• Work request: Return, word for word, the line that contains "Given the photograph below" and every line after it through the end of the records.

-- Extracted records follows --

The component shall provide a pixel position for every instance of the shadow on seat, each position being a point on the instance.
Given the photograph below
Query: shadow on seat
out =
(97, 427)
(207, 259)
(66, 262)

-- Extracted records concluded --

• Exercise answer:
Given the photograph below
Query: shadow on seat
out =
(97, 427)
(207, 259)
(66, 262)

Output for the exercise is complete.